:: Data section

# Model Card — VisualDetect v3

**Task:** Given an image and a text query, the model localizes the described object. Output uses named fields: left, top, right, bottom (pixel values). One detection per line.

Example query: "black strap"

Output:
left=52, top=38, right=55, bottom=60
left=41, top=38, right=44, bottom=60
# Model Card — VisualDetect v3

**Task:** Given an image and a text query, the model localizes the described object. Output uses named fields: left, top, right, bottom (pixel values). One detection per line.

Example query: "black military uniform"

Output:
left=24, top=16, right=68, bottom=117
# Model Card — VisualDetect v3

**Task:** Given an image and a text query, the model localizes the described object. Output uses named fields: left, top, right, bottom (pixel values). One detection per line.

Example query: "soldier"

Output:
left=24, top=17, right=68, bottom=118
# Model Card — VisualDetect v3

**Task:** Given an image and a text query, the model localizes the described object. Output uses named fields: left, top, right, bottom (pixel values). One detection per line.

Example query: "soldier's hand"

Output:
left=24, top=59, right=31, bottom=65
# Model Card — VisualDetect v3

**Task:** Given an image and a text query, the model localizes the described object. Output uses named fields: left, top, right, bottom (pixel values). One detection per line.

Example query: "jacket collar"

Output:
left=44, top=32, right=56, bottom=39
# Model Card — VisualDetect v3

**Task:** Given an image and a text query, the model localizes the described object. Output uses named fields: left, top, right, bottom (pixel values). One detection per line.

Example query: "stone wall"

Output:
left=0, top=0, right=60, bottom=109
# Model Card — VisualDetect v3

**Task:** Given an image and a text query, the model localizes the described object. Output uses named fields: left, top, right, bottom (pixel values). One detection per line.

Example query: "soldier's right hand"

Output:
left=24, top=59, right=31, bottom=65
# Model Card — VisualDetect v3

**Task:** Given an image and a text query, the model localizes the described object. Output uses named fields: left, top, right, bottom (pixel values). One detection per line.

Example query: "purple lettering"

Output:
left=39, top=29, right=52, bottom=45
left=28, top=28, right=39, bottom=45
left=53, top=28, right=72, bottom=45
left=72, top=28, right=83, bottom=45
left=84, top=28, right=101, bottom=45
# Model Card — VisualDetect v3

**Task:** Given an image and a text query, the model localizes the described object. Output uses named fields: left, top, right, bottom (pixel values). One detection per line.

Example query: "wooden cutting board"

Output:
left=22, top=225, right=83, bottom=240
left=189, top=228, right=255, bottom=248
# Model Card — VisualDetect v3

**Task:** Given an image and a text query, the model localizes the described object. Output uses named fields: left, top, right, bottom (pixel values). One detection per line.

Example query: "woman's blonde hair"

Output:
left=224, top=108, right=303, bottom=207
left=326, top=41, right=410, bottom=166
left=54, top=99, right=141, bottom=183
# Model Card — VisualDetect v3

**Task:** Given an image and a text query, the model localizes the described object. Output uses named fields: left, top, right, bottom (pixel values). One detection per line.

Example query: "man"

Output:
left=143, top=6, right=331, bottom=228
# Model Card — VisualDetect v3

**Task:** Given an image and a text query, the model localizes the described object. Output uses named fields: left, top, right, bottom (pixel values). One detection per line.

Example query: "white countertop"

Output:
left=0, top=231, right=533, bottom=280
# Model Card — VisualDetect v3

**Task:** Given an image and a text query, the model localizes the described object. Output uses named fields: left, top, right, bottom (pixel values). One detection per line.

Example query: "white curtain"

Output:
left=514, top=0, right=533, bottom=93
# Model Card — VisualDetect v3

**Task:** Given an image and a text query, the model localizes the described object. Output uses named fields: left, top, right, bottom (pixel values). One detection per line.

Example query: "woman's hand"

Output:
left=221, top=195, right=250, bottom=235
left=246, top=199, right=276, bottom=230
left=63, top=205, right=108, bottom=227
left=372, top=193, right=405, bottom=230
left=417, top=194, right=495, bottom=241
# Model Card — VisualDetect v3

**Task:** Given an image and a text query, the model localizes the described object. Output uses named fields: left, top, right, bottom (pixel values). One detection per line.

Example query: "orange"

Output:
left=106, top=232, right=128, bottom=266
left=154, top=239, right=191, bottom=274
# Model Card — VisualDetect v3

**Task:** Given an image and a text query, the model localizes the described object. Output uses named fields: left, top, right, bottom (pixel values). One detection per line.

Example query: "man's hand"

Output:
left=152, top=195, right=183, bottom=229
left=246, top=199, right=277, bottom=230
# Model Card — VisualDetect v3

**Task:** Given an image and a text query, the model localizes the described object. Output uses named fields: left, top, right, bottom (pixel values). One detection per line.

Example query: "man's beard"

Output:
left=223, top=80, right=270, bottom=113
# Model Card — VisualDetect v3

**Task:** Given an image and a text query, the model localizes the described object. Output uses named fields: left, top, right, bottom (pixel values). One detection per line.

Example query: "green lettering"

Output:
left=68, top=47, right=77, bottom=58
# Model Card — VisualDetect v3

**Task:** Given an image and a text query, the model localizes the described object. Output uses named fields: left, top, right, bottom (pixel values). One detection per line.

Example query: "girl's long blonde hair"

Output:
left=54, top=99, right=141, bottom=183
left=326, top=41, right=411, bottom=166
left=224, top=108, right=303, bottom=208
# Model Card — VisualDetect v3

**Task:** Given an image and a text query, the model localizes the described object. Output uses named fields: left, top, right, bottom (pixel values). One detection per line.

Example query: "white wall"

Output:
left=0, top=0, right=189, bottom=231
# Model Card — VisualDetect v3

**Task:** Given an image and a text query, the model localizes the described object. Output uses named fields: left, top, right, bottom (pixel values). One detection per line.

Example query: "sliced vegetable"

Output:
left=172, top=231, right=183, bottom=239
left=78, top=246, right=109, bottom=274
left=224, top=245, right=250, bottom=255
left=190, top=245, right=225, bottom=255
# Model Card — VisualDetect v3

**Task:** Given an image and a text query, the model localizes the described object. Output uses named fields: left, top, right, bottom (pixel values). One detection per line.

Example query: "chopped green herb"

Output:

::::

◆ Required work ◆
Please count how many lines in the items above contain the word "blonde" and give only that number.

◆ Output for this task ◆
2